Start Text passage

Re: [PROPOSAL] Oozie for the Apache Incubator

2011-06-24 Thread Eli Collins
+1

Spectacular!

On Fri, Jun 24, 2011 at 12:46 PM, Mohammad Islam  wrote:
> Hi,
>
> I would like to propose Oozie to be an Apache Incubator project.
> Oozie is a server-based workflow scheduling and coordination system to manage
> data processing jobs for Apache Hadoop.
>
>
> Here's a link to the proposal in the Incubator wiki
> http://wiki.apache.org/incubator/OozieProposal
>
>
> I've also pasted the initial contents below.
>
> Regards,
>
> Mohammad Islam
>
>
> Start of Oozie Proposal
>
> Abstract
> Oozie is a server-based workflow scheduling and coordination system to manage
> data processing jobs for Apache HadoopTM.
>
> Proposal
> Oozie is an  extensible, scalable and reliable system to define, manage,
> schedule,  and execute complex Hadoop workloads via web services. More
> specifically, this includes:
>
>        * XML-based declarative framework to specify a job or a complex 
> workflow of
> dependent jobs.
>
>        * Support different types of job such as Hadoop Map-Reduce, Pipe, 
> Streaming,
> Pig, Hive and custom java applications.
>
>        * Workflow scheduling based on frequency and/or data availability.
>        * Monitoring capability, automatic retry and failure handing of jobs.
>        * Extensible and pluggable architecture to allow arbitrary grid 
> programming
> paradigms.
>
>        * Authentication, authorization, and capacity-aware load throttling to 
> allow
> multi-tenant software as a service.

End Text passage
Start Material supplied

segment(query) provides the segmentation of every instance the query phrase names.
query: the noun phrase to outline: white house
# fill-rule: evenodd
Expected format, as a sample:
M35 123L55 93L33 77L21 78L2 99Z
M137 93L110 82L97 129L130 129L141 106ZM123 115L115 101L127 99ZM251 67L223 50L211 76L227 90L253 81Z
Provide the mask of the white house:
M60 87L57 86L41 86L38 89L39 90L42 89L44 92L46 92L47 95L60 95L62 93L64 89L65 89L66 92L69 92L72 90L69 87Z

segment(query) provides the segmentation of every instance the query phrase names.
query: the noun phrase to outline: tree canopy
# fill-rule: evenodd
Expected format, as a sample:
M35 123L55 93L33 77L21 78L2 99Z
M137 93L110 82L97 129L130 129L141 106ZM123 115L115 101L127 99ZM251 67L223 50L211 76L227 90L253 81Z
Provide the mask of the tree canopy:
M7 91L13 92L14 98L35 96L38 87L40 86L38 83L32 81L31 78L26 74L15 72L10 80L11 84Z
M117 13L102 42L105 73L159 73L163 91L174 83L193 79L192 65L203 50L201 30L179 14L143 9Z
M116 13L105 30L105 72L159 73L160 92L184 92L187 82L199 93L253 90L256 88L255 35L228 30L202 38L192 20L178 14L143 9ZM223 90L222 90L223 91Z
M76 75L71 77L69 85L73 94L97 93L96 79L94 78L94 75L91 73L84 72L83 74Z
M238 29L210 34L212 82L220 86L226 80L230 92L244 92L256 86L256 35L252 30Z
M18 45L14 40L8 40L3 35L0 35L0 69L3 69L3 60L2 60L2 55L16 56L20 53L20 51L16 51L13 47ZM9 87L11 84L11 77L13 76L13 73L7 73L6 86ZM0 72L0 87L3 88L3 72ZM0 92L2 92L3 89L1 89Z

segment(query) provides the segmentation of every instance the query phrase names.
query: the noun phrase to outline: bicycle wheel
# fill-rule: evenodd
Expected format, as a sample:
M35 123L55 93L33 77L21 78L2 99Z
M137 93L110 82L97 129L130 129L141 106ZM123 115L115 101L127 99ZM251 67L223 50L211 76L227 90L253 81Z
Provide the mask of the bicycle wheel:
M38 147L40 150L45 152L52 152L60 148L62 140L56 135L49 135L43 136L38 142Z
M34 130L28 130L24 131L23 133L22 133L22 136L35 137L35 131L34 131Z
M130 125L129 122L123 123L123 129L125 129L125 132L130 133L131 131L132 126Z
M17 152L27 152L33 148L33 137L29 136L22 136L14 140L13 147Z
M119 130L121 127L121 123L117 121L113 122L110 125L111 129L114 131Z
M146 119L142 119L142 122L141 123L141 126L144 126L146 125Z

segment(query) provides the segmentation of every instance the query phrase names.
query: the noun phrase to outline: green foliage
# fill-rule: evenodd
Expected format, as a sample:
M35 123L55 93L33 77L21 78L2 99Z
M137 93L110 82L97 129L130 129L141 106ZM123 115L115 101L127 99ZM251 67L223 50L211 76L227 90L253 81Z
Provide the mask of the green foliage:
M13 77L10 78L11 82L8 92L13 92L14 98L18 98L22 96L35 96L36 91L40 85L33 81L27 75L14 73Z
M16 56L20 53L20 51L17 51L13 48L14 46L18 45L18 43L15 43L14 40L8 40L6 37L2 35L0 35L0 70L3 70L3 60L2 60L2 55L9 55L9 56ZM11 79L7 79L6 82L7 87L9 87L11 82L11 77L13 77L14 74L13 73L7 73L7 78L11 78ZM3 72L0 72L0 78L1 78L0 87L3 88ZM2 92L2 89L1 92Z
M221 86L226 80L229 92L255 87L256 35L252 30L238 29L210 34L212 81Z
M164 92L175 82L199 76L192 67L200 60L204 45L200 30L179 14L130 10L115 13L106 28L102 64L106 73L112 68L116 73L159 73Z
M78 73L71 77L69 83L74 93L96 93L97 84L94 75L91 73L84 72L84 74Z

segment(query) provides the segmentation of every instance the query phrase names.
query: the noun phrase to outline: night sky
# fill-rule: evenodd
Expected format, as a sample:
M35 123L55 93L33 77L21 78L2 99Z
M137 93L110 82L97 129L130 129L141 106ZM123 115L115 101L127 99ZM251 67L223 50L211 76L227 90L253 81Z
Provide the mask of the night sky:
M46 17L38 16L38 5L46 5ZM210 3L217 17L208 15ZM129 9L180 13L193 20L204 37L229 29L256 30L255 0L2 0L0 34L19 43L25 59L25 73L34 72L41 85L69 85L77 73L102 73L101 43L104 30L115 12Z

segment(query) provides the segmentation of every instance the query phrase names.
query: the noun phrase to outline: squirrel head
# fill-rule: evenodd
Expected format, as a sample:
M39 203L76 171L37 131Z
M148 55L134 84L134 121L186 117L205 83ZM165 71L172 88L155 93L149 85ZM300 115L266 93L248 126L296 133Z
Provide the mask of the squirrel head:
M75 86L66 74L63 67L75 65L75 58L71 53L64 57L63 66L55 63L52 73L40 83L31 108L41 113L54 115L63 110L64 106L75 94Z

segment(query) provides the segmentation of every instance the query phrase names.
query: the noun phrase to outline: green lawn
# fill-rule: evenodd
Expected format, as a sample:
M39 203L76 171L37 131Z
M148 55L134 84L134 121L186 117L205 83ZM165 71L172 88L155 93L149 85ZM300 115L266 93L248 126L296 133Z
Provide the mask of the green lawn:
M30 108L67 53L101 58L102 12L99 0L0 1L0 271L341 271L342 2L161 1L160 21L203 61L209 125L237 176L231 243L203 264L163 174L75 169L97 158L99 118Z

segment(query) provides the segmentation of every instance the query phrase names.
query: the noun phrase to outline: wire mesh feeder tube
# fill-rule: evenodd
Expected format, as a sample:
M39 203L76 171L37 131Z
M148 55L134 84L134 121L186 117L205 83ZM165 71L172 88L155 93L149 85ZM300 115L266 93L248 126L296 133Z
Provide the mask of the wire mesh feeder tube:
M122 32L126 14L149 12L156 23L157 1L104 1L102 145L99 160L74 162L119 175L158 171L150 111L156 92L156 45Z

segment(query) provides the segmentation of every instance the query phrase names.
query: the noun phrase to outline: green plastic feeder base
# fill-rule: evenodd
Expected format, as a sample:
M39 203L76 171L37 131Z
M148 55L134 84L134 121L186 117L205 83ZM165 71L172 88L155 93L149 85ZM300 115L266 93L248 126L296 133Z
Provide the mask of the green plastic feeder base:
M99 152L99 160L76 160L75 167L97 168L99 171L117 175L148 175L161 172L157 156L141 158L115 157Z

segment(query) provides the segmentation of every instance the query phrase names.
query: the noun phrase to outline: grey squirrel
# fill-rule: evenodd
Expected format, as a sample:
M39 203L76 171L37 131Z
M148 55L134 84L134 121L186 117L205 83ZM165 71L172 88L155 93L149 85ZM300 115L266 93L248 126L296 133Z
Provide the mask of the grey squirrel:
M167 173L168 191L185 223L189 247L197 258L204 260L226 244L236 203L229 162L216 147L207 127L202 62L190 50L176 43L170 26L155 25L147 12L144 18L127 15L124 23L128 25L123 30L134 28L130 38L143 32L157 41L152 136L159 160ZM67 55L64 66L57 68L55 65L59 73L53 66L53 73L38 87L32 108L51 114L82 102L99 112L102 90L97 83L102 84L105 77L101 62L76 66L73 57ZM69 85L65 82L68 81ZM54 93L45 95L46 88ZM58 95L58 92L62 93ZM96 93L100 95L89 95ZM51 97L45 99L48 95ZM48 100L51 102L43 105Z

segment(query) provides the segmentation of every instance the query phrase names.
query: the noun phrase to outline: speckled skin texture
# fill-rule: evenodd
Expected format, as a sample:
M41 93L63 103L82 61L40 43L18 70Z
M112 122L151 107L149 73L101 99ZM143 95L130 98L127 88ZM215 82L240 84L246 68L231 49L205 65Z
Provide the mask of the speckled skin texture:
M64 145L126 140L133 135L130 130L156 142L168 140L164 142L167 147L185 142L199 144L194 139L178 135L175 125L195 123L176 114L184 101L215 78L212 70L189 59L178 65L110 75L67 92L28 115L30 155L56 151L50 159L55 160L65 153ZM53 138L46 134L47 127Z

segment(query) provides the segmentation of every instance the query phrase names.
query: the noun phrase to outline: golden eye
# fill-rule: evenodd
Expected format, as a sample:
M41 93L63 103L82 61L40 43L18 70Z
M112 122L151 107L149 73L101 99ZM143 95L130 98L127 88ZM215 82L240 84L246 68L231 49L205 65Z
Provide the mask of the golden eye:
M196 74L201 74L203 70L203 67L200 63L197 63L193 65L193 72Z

End Material supplied

**Goals**
**a.** In the Oozie proposal message, what kind of system is Oozie described as?
**b.** Copy the part of the Oozie proposal message that begins at the words "2011-06-24 Thread Eli" and stops after "for Apache Hadoop.".
**c.** According to the Oozie proposal message, what purpose do authentication, authorization, and capacity-aware load throttling serve?

**Exercise responses**
**a.** A server-based workflow scheduling and coordination system to manage data processing jobs for Apache Hadoop.

**b.**
2011-06-24 Thread Eli Collins
+1

Spectacular!

On Fri, Jun 24, 2011 at 12:46 PM, Mohammad Islam  wrote:
> Hi,
>
> I would like to propose Oozie to be an Apache Incubator project.
> Oozie is a server-based workflow scheduling and coordination system to manage
> data processing jobs for Apache Hadoop.

**c.** They allow Oozie to support multi-tenant software as a service.